## Begin

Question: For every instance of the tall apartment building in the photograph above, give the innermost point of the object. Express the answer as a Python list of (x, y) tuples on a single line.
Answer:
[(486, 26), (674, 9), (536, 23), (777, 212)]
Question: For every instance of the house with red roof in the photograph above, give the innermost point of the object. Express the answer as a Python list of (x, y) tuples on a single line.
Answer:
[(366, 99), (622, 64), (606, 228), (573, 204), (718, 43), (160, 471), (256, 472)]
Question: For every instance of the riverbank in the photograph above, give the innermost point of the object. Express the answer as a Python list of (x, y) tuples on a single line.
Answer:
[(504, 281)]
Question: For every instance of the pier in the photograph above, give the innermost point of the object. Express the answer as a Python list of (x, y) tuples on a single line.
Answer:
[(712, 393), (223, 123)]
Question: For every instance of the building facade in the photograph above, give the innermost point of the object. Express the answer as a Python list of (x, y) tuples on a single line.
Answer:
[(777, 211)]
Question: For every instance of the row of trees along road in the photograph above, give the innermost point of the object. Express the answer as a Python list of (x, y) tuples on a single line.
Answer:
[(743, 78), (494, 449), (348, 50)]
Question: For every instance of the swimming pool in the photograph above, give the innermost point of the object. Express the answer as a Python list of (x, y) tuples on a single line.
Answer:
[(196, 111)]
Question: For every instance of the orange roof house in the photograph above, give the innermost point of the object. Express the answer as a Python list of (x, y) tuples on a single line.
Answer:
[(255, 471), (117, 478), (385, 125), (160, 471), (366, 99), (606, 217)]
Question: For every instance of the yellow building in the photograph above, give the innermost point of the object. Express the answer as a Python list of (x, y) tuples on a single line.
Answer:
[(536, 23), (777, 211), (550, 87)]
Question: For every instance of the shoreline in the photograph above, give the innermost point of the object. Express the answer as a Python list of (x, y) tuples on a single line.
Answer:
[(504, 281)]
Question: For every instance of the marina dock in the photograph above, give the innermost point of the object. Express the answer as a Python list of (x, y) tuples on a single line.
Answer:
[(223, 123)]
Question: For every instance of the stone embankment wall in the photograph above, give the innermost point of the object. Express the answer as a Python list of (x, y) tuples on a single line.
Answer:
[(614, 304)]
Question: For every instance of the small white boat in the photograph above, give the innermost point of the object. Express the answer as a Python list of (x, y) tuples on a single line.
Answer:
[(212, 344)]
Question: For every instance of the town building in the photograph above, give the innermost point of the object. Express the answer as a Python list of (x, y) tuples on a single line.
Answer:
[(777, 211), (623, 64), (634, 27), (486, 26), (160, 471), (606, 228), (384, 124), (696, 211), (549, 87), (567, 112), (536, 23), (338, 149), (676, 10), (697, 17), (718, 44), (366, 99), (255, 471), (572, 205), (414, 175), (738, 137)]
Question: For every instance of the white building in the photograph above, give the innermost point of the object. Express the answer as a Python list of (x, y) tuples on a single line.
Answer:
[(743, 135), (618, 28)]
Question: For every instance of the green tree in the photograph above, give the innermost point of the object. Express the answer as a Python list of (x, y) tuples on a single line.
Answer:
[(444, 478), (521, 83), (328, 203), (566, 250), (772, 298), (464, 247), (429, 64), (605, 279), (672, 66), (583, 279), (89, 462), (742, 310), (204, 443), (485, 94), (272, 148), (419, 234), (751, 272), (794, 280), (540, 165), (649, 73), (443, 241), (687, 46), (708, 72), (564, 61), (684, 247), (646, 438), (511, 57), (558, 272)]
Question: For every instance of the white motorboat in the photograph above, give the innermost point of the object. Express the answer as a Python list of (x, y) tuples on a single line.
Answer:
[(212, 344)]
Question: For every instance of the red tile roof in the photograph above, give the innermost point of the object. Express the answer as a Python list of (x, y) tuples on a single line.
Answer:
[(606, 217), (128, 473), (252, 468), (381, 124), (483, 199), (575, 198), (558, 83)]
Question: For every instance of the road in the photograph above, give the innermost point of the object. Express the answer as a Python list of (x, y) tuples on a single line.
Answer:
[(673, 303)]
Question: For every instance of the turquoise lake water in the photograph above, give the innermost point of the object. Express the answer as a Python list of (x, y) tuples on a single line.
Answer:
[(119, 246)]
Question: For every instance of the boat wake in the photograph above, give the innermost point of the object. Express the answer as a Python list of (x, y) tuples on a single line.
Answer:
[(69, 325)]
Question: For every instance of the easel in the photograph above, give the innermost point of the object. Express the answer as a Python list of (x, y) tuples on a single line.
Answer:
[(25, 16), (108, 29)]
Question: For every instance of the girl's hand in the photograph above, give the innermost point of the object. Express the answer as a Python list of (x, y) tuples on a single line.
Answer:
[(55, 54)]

## End

Output every item above again, word for word, with nothing changed.

Question: For every instance of the tall apartment building in the photograph above, give the innermost point of the object. Express the answer as a Python list of (x, y) tuples on a single line.
Answer:
[(486, 26), (674, 9), (536, 23), (777, 212)]
Question: For every instance of the house with red roof in the photograph above, give the innermost point of the object. Express the answer as a Python list of (x, y) tuples on a single line.
Answer:
[(366, 99), (622, 64), (606, 228), (573, 204), (718, 43), (160, 471), (256, 472)]
Question: For every instance of the riverbank in the photograph above, give the innermost point of the object. Express the answer as a Python list of (x, y) tuples on a single line.
Answer:
[(504, 281)]
Question: For every instance of the pier in the photograph above, give the innermost point of the object. Express the answer as a Python list of (x, y) tuples on a single line.
Answer:
[(712, 393), (223, 123)]
Question: For every instance of the building facade in the photograph above, give the innermost point of the object. Express the answer as a Python list of (x, y) tuples on a single line.
Answer:
[(777, 211)]
Question: For every instance of the row of trees along road in the photograph above, give the innermost point of the object. Express the answer as a Python list of (x, y) tuples on a single line.
Answer:
[(743, 78), (494, 449), (348, 50)]
Question: For every instance of the swimming pool in the photograph above, give the innermost point of the object. Express the answer as a Python list of (x, y) tuples on a single line.
Answer:
[(196, 111)]
Question: For every instance of the orange roof house in the photograph above, give the innermost point of the object. Express the answer as a Python list of (x, y) tuples on a single line.
Answer:
[(255, 471), (117, 478), (385, 125), (160, 471), (366, 99), (606, 217)]
Question: For every instance of the yellow building in the photograph above, give the innermost point of the object. Express the answer as a Python list of (x, y) tuples on a single line.
Answer:
[(536, 23), (777, 211), (550, 87)]
Question: For every instance of the shoreline in the photograph above, give the innermost point of the object. Express the answer as a Python list of (x, y) tuples on a single line.
Answer:
[(504, 281)]
Question: For every instance of the marina dock in the photograph above, give the innermost point of the object. Express the answer as a Python list of (x, y) tuples on a single line.
Answer:
[(223, 123)]
Question: For every instance of the stone embankment wall in the photograph above, give the innermost point of the object. Express the answer as a Python list of (x, y) tuples on a single line.
Answer:
[(614, 304)]
Question: For every instance of the small white boat in the photograph above, give the innermost point of the object. Express the answer as a Python list of (x, y) tuples on a single line.
Answer:
[(212, 344)]
Question: For every instance of the town building in the photograph above, give the innermost point of the object. Express the answer as a Python list of (x, y) tuples on a single line.
Answer:
[(777, 211), (623, 64), (634, 27), (486, 26), (160, 471), (606, 228), (384, 124), (696, 211), (549, 87), (567, 112), (536, 23), (338, 149), (676, 10), (697, 17), (718, 44), (366, 99), (255, 471), (572, 205), (414, 175), (738, 137)]
Question: For every instance of the white building in the photograph above, give the innermost point of the object. Express the answer as a Python list of (x, y) tuples on a single line.
Answer:
[(743, 135), (618, 28)]
Question: For every instance of the green tree in the photograph above, give the innermost point of the object. Express the answer as a Python list of (x, y) tuples on a single line.
Answer:
[(444, 478), (521, 83), (328, 203), (566, 250), (772, 298), (464, 247), (429, 64), (605, 279), (672, 66), (583, 279), (89, 462), (742, 310), (204, 443), (485, 94), (272, 148), (419, 234), (751, 272), (794, 280), (540, 165), (649, 73), (443, 241), (687, 46), (708, 72), (564, 61), (684, 247), (646, 438), (511, 57), (558, 272)]
Question: For every instance of the white motorboat in the photograph above, give the innermost point of the object. Express the answer as a Python list of (x, y) tuples on a single line.
Answer:
[(212, 344)]
Question: For every instance of the red tile roof in the photograph above, give the innermost point of the object. Express the answer as a Python list of (x, y) tuples on a single line.
Answer:
[(606, 217), (128, 473), (252, 468), (381, 124), (483, 199), (575, 198), (558, 83)]
Question: For every instance of the road in the photograph above, give the innermost point of the object. Express the answer as a Python list of (x, y) tuples on a single line.
Answer:
[(673, 303)]
Question: For every instance of the turquoise lake water in the photograph above, give the innermost point of the object. Express the answer as a Python list of (x, y) tuples on a single line.
Answer:
[(119, 246)]
Question: For every instance of the boat wake in the photograph above, give the innermost point of the object. Express the answer as a Python list of (x, y) tuples on a single line.
Answer:
[(69, 325)]
Question: For every instance of the easel in the photograph above, give the innermost point of the object. Express the answer as a Python list of (x, y) tuples on a single line.
Answer:
[(25, 16), (108, 29)]
Question: For every instance of the girl's hand in the photograph above, give the innermost point of the object. Express the answer as a Python list of (x, y) tuples on a single line.
Answer:
[(55, 54)]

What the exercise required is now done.